*** Page text

# Best funky tool bargains from Lee Valley?



## Loren (May 30, 2008)

Lee Valley for years has been a source of interesting tools. My 
thought is the company buyers and catalog copywriters 
work together, often selling a tool on the virtues of an 
"out of the box" use.

Excluding Lee Valley's headliner tool like all the fine Veritas planes
and chisels from the survey, do you have any favorites from 
current or past Lee Valley catalogs?

I thought the folding dozuki was pretty neat. I bought one and
it works well.


----------



## ShaneA (Apr 15, 2011)

Never tried any, but they have some eye catchers. Hopefully there will be some suggestions, so I can add to my gotta have it list.

Although they are planes…some of the mini ones tempt me.


----------



## ssnvet (Jan 10, 2012)

For the money, their aluminum straight edges are a great deal…

Similar straight edges machined from steel (especially the long ones) from metal working outfits like, ENCO, run 2 to 3 times as much.

We have one at work and are carefull to take very good care of it (store it hanging in a safe area and don't drop it) and it's a great tool


----------



## ssnvet (Jan 10, 2012)

I got this set more than a decade ago…. The honing guide leaves a lot to be desired (there's no straight edge to prevent the blade from shifting in the jig when applying force) but it's one of the few that can take large firmer chisels

The angle jig is the cat's meow and works pretty slick for setting up any honing guide for a precise angle.

Let me guess…. Loren is anticipating a gift card to Lee Valley for Father's Day???


----------



## Loren (May 30, 2008)

I don't have kids so I don't qualify. I'm just curious.
I've bought a lot of stuff from Lee Valley over the
years - when the US dollar was stronger some time
ago the catalog was even more seductive than it
is at present, if you can imagine.


----------



## timbit2006 (Jan 6, 2012)

I bought a sheet of the PSA backed high friction pad(Not sure of the actual name). I haven't used it yet as my shop isn't functional but I am going to make push pushblocks with it and it's also useful in jigs.

I get all my marking tools from them albeit an Empire Combo Square.


----------



## oldretiredjim (Nov 14, 2011)

i really like the apron with the slash pockets. gave one to a friend and he uses it for smoking stuff in his big green egg.


----------



## sikrap (Mar 15, 2009)

I have the "original" honing guide shown above and the Mark II and I love them both, but my favorites are the mini-shoulder plane and the mini-marking gauge. I bought them when they were introduced because I thought they were interesting, but I find I use them a LOT. The marking gauge can be used on either end and that is very handy for tenons, and the mini-shoulder plane is perfect for 1/4" dados.


----------



## RyanHaasen (Oct 29, 2011)

I have a 12" T-Incra Ruler and love it. It is extremely precise. I also really like the double marking gauge.

******
*** Listing

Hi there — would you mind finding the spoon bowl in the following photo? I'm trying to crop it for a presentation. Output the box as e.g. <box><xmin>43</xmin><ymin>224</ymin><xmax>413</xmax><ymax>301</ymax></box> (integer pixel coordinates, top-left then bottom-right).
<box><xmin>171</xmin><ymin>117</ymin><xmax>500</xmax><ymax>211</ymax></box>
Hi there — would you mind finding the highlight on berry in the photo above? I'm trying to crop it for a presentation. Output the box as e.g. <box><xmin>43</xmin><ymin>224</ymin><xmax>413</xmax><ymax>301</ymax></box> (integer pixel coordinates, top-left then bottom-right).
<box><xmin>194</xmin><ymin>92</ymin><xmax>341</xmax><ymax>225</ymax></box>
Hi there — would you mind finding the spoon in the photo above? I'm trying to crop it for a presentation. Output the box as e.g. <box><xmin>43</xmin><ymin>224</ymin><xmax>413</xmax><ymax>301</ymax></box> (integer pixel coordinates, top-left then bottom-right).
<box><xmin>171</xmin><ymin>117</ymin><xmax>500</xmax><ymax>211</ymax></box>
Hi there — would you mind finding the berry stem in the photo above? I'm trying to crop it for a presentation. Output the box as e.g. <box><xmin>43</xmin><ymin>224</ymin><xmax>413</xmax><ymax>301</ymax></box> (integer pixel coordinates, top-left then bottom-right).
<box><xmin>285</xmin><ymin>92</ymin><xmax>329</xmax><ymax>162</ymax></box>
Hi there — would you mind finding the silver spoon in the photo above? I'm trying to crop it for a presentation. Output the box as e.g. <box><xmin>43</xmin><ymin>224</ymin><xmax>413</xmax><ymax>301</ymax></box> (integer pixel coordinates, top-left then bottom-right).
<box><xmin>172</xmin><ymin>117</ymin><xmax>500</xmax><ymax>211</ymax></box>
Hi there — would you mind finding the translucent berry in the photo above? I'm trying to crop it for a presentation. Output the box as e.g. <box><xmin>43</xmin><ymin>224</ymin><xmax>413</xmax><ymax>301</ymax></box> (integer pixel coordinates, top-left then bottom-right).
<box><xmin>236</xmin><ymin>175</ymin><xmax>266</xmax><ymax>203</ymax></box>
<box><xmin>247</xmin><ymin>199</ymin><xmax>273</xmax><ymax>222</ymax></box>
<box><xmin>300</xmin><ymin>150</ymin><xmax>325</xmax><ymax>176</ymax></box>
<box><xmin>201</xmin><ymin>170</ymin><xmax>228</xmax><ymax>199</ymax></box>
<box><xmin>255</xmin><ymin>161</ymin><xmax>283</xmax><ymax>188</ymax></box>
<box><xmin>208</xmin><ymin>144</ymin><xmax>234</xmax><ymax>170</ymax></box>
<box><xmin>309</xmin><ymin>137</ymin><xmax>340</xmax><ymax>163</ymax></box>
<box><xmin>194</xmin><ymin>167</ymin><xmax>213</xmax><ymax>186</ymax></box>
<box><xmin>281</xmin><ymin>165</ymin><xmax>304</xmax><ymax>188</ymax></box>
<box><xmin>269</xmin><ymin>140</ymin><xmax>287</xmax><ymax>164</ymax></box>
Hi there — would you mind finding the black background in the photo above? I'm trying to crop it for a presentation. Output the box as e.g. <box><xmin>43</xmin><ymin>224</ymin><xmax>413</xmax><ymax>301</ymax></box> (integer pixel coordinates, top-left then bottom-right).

******

### Description of the task
Reproduce word for word the part of the Lee Valley tools thread from "Let me guess…." up to and including "I'm just curious.".

### Task solution
Let me guess…. Loren is anticipating a gift card to Lee Valley for Father's Day???


----------



## Loren (May 30, 2008)

I don't have kids so I don't qualify. I'm just curious.